Begin TEXT BLOCK
Lessons for Brazil From South Africa

Durban.

Over the last fortnight, Brazil’s two million street protesters in 80 cities supporting the Free Fare Movement have declared how fed up they are with making multiple sacrifices to Brazilian neoliberalism as revitalized by one Sepp Blatter, the Swiss emperor of the Fédération Internationale de Football Association (Fifa). While right-wing opportunists have been involved in some of the recent protests, the core grievances are apparently those of the left and of the disaffected youth.

Writing from South Africa, my compatriots and I should not merely offer Brazilians our admiration, since a “Grand Pact” is apparently now being crafted by President Dilma Rousseff. Having failed to repress the rebellion with brute police force, she now appears ready to make large-scale concessions. As she put it on Friday, “We need to oxygenate our political system, to find ways to return to our institutions to be more transparent, more resistant to bad practices and more open to the influence of society.”

We should also take the opportunity to prod our own three-year-old memories here. After the giddy month of June-July 2010, our own World Cup hangover still requires maxi-strength aspirins for the crushing pain so many South Africans suffer, underfoot Blatter’s white elephant stadiums and elites-only infrastructure.

The memory may have faded, but there were also thousands of South Africans rioting in the streets in the period just before the World Cup began, in a manner so threatening that the Pretoria regime of Jacob Zuma appeared ready to implement the corporate-Swiss version of fascist rule.
End TEXT BLOCK
Begin SUPPLIED ENTRIES
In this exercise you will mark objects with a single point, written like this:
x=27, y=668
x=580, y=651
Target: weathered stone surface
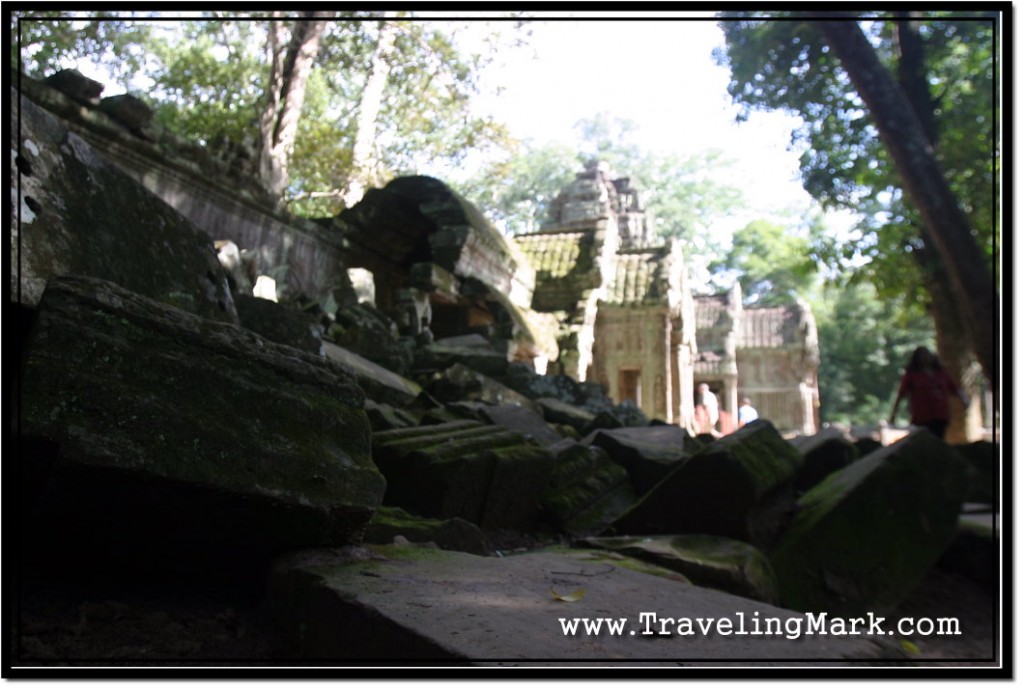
x=76, y=85
x=983, y=476
x=972, y=553
x=403, y=606
x=588, y=395
x=588, y=490
x=522, y=420
x=482, y=473
x=706, y=560
x=77, y=214
x=460, y=383
x=278, y=322
x=486, y=360
x=382, y=386
x=192, y=429
x=364, y=330
x=823, y=452
x=864, y=536
x=128, y=110
x=452, y=533
x=649, y=454
x=736, y=487
x=560, y=413
x=383, y=417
End SUPPLIED ENTRIES
## TASK STATEMENT
Please return the portion of the article on lessons for Brazil starting at "We should also" and ending at "and elites-only infrastructure.", copied word for word.

## TASK RESULT
We should also take the opportunity to prod our own three-year-old memories here. After the giddy month of June-July 2010, our own World Cup hangover still requires maxi-strength aspirins for the crushing pain so many South Africans suffer, underfoot Blatter’s white elephant stadiums and elites-only infrastructure.